» RECORD EXCERPTS
__________

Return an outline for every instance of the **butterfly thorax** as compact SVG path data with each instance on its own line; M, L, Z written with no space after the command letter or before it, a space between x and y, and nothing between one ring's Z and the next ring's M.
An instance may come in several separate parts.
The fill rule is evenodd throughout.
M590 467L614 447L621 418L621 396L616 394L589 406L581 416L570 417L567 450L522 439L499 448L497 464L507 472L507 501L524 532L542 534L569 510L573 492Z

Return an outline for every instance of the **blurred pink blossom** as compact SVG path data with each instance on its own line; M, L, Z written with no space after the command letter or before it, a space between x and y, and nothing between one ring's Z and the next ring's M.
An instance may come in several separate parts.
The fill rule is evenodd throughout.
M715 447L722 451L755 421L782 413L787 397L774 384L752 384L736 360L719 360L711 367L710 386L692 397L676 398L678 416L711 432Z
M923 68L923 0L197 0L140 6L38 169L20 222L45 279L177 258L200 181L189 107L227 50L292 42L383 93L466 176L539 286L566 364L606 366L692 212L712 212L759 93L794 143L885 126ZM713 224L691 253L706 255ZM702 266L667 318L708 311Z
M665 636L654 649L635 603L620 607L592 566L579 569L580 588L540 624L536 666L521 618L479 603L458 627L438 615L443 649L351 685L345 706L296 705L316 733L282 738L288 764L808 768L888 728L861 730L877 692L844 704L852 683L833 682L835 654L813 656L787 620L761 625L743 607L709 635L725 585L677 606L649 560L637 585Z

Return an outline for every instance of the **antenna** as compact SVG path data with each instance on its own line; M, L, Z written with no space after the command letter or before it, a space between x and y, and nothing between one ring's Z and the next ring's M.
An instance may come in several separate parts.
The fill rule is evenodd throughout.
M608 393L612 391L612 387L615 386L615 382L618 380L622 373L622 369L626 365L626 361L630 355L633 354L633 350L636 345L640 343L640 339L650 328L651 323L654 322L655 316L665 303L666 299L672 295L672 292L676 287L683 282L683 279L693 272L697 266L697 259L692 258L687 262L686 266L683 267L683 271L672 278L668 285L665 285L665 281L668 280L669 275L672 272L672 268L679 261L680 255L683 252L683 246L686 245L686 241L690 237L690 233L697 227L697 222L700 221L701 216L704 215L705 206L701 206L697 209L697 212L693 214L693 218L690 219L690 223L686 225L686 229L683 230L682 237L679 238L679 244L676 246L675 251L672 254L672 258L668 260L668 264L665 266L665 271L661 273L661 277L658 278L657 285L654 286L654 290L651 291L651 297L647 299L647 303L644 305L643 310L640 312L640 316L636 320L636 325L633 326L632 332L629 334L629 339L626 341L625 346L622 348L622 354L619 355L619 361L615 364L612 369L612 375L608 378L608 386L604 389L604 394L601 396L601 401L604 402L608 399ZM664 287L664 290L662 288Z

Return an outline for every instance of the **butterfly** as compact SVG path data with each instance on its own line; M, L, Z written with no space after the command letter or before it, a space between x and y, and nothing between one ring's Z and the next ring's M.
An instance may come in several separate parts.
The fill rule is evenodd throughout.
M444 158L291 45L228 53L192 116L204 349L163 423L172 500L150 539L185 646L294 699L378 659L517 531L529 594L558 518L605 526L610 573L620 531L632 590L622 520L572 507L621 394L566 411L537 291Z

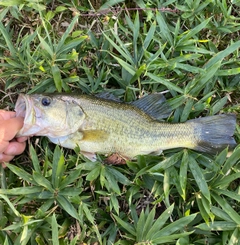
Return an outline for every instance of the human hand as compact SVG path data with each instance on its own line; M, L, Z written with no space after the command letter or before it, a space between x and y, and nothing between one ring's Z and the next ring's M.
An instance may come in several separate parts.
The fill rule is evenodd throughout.
M27 137L15 138L23 126L23 118L13 111L0 110L0 163L11 161L26 147Z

__________

» DESCRIPTION OF THE TASK
Exactly as written, copy the lines from the one containing "Return an outline for every instance of the human" to the end of the entries, both ends included.

» ANSWER AREA
Return an outline for every instance of the human hand as compact SVG path data with each instance on its own line; M, L, Z written with no space after the command letter or before it, a space between x and y, and nothing between one ring's Z and the next ring's M.
An instance may come in several separate parts.
The fill rule is evenodd throughout.
M27 137L15 138L23 126L23 118L13 111L0 110L0 163L11 161L26 147Z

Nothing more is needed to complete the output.